In the entries below, count every line containing "distribution". Return the number and nothing else.
- - - - -
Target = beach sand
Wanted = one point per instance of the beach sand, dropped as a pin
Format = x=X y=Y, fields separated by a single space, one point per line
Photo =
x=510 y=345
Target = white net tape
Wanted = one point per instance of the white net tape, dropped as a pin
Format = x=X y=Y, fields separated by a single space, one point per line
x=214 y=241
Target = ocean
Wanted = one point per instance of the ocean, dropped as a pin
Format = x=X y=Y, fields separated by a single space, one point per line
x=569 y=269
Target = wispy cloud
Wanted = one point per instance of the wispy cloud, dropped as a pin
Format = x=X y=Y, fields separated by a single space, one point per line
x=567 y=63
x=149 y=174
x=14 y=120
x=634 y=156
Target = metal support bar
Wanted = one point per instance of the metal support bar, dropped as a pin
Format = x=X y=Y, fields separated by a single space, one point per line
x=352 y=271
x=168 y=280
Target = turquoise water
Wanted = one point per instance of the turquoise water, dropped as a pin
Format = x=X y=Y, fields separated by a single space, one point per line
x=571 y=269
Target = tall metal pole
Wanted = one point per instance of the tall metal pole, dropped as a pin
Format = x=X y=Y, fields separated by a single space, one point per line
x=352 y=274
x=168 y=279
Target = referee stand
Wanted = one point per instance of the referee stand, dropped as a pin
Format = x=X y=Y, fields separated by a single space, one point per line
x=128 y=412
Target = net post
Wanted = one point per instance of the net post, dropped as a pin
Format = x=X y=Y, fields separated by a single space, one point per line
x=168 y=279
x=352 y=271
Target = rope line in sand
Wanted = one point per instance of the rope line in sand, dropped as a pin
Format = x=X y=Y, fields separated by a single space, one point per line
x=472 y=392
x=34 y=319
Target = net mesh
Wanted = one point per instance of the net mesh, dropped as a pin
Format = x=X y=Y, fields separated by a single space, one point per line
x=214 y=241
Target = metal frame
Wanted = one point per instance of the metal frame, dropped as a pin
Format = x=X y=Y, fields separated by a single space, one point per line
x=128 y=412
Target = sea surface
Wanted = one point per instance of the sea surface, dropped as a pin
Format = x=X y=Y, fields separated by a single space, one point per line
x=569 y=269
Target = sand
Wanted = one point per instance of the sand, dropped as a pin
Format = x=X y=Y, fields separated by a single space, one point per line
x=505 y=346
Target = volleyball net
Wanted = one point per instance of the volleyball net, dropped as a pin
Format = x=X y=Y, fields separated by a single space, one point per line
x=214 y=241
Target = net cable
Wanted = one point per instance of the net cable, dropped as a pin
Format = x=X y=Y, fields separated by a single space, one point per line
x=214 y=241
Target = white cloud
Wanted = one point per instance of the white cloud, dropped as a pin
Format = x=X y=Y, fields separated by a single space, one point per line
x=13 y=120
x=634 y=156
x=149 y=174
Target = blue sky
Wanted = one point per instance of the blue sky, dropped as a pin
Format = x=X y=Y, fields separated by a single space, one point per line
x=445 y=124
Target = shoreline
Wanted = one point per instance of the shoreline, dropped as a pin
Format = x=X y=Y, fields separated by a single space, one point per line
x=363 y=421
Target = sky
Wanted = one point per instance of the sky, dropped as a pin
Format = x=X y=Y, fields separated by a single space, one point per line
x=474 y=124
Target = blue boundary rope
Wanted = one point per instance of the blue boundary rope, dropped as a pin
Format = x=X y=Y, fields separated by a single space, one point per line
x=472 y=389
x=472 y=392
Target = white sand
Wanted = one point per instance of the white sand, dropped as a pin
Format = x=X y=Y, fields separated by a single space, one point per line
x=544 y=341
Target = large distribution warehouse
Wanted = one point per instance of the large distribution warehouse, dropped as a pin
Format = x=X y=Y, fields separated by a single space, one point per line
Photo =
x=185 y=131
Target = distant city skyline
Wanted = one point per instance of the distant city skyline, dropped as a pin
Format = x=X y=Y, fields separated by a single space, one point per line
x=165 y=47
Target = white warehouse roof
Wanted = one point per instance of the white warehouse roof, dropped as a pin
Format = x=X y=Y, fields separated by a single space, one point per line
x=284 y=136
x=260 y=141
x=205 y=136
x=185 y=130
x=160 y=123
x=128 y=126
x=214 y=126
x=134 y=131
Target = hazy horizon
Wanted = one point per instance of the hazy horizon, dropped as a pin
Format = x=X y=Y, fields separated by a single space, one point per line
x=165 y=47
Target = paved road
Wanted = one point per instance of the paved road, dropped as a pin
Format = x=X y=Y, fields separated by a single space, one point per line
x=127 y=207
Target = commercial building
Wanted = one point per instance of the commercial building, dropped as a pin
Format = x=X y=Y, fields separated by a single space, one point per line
- - - - -
**Exercise solution:**
2